What you are asked to do: Go through the data and tally the lines that include "shaped". The reply is that number alone.

■ ■ ■ ■ ■

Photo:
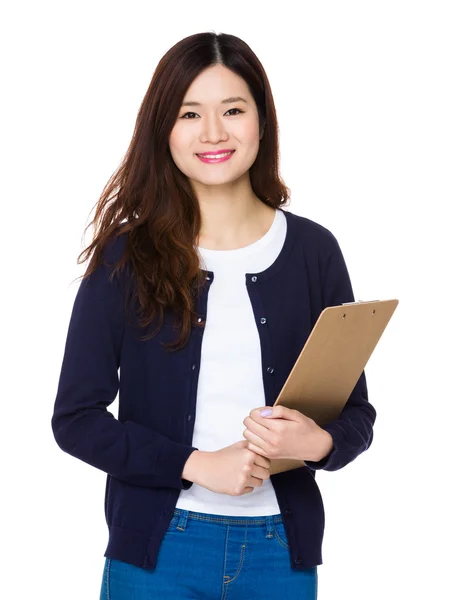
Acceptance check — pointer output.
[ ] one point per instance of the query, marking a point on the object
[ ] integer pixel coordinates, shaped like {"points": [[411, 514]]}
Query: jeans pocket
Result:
{"points": [[280, 535], [172, 524]]}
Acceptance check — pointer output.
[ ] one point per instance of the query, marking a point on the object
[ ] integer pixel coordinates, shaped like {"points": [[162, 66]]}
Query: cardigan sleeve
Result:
{"points": [[89, 383], [352, 431]]}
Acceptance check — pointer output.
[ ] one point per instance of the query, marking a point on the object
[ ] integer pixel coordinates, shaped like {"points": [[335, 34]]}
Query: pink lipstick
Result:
{"points": [[220, 156]]}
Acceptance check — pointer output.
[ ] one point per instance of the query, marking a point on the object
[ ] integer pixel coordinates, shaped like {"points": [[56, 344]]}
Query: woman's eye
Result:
{"points": [[191, 113]]}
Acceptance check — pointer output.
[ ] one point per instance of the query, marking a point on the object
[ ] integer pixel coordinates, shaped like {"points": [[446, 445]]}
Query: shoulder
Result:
{"points": [[314, 236]]}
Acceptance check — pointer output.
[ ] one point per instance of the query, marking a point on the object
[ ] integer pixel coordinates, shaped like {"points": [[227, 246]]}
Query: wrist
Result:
{"points": [[326, 445], [193, 466]]}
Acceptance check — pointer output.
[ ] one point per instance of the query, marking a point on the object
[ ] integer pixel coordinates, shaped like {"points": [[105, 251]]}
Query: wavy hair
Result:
{"points": [[151, 201]]}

■ ■ ■ ■ ■

Answer to this task: 7